WRITTEN TASK: Tally the lines in the records below that contain the string "grey", with uppercase and lowercase treated as distinct, and give only the resulting number.

(Point annotation records)
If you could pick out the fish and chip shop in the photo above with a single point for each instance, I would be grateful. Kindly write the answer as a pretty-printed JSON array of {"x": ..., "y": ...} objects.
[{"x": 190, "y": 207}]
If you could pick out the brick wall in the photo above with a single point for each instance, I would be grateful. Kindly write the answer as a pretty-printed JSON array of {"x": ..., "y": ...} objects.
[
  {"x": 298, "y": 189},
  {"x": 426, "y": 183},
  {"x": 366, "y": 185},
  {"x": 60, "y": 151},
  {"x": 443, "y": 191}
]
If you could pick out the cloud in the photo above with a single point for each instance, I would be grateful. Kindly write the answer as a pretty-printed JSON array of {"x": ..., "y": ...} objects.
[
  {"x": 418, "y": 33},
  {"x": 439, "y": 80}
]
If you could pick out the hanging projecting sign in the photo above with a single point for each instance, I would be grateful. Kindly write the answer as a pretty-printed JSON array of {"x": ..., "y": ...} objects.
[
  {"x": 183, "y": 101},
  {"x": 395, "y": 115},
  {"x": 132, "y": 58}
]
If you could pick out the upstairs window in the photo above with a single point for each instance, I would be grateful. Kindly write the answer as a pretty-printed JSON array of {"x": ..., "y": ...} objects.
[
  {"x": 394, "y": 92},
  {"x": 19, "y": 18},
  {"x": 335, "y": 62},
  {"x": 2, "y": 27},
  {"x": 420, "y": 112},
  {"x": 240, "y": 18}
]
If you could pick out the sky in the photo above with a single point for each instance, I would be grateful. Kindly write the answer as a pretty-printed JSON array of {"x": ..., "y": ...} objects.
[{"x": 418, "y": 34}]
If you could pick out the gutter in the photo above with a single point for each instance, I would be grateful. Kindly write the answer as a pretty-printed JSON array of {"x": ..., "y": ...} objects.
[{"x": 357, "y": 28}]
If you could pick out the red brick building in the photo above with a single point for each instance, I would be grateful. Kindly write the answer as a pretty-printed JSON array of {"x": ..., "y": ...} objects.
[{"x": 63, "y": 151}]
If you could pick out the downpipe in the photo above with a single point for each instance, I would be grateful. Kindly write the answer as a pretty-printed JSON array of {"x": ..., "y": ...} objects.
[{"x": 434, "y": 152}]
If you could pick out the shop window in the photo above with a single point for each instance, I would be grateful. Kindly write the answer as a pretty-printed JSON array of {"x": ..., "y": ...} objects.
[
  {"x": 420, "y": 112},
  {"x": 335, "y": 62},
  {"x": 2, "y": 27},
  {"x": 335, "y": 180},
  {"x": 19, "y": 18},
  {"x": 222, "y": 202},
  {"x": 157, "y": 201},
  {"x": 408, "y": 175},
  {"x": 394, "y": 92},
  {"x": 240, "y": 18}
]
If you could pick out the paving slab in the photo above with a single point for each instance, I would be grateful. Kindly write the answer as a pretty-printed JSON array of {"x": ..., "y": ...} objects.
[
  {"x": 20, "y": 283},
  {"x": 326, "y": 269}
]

* * *

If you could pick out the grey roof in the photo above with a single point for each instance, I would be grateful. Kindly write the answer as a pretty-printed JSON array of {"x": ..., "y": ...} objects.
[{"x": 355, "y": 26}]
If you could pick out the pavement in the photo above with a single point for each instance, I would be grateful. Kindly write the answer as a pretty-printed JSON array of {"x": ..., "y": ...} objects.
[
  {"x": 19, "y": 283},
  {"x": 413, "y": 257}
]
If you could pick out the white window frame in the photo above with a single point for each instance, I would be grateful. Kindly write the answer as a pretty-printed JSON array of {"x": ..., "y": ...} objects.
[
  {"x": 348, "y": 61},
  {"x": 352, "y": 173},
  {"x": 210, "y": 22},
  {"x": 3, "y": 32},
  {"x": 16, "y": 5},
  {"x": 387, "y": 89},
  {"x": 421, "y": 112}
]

* * *

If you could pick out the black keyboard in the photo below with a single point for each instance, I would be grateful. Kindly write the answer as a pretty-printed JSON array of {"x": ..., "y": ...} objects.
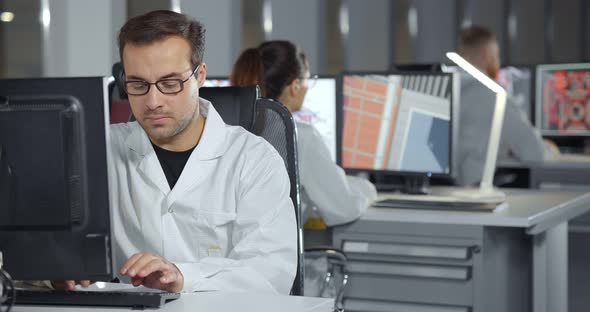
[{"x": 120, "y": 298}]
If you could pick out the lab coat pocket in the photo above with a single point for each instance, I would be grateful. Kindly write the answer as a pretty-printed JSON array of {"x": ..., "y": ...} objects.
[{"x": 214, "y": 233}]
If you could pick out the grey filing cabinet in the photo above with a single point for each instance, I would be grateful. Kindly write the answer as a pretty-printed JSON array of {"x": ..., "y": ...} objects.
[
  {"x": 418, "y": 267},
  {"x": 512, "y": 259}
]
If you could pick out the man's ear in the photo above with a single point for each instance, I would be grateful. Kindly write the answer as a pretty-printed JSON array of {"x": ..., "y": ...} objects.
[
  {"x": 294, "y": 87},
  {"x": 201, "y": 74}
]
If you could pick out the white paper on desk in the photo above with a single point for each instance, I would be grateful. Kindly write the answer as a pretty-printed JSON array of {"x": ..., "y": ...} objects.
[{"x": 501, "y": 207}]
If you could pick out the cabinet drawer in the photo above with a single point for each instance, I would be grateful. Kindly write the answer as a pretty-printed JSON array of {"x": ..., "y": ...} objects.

WRITTEN RESPONSE: 2